__SHORT TASK__:
Reproduce all of the data that follows, character for character.
* Start *
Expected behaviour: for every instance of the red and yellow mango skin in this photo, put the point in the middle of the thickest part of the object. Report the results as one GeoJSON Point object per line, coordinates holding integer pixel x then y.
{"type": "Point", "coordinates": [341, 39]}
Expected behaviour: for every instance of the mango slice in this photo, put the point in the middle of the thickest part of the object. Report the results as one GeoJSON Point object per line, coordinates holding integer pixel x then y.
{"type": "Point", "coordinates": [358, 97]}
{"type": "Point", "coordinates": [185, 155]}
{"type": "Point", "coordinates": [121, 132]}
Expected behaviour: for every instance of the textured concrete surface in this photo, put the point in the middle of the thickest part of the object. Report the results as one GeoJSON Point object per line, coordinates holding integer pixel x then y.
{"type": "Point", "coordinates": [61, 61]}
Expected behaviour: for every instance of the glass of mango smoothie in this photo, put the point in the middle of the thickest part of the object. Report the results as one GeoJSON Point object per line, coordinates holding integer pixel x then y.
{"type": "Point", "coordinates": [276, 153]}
* End *
__RESPONSE TO THE TASK__:
Expected behaviour: for every instance of the red and yellow mango skin in this photo, put the point in the middle of the thickest part of the object. Report the results as one GeoJSON Point object per line, coordinates holding integer pixel x then y.
{"type": "Point", "coordinates": [341, 39]}
Expected behaviour: for every instance of the mango slice in this photo, put the point in the middle of the thickest part of the object. Report the results as one GeoJSON Point object per line, coordinates holding integer pixel x then y.
{"type": "Point", "coordinates": [358, 97]}
{"type": "Point", "coordinates": [185, 155]}
{"type": "Point", "coordinates": [121, 132]}
Expected behaviour: for every instance of the textured concrete surface in this photo, put the point in the middle of the thickest part of the object. Report the results as one GeoJSON Point object per line, coordinates holding integer pixel x then y.
{"type": "Point", "coordinates": [61, 61]}
Expected behaviour: for every instance of the glass of mango smoothie in this photo, put the point in the middle of the thickest part of the object. Report the results as one GeoJSON Point object per line, coordinates holding integer pixel x then y.
{"type": "Point", "coordinates": [276, 153]}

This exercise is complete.